Listing:
----------

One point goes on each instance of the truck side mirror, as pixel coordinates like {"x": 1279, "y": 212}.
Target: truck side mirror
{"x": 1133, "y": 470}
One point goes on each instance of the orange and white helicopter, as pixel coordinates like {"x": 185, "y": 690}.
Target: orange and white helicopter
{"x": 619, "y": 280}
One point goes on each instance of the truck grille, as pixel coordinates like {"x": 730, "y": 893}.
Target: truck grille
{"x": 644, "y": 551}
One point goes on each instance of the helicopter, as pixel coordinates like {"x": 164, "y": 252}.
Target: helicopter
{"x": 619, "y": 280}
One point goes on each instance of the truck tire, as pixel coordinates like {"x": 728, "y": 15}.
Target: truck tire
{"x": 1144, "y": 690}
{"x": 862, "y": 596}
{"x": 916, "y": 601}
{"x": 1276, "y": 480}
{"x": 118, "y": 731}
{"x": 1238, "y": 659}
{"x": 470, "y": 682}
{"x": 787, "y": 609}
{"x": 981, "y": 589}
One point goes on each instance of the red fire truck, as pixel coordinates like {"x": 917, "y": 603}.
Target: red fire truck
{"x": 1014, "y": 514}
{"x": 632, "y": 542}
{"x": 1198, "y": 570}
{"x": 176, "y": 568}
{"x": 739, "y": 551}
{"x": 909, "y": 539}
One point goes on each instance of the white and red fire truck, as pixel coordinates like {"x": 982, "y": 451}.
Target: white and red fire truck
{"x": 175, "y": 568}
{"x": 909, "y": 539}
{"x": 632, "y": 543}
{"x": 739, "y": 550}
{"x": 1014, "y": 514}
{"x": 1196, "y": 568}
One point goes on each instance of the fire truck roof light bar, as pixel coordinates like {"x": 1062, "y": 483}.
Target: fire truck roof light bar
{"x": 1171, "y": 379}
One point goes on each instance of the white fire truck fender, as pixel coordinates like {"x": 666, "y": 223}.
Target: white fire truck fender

----------

Stated task: Copy the records from the line with "One point goes on each instance of the red" through the end of the records, requests included. Raise every x and y value in the answer coordinates by 75, and leave the requests and their sample coordinates unchanged.

Exercise result:
One point goes on each instance of the red fire truck, as pixel coordinates like {"x": 917, "y": 603}.
Target: red fire truck
{"x": 1089, "y": 589}
{"x": 707, "y": 617}
{"x": 1273, "y": 645}
{"x": 251, "y": 643}
{"x": 814, "y": 626}
{"x": 984, "y": 614}
One point goes on each instance of the white and red fire truck, as pixel coordinates like {"x": 982, "y": 451}.
Target: white and red fire truck
{"x": 250, "y": 643}
{"x": 984, "y": 614}
{"x": 707, "y": 618}
{"x": 814, "y": 625}
{"x": 1089, "y": 589}
{"x": 1271, "y": 643}
One point goes on each instance of the fire truck roof light bar, as pixel coordinates like {"x": 1062, "y": 483}.
Target: fire truck roof light bar
{"x": 1246, "y": 454}
One point goes on each instance of the white fire truck fender, as pixel coordinates like {"x": 666, "y": 223}.
Target: white fire truck fender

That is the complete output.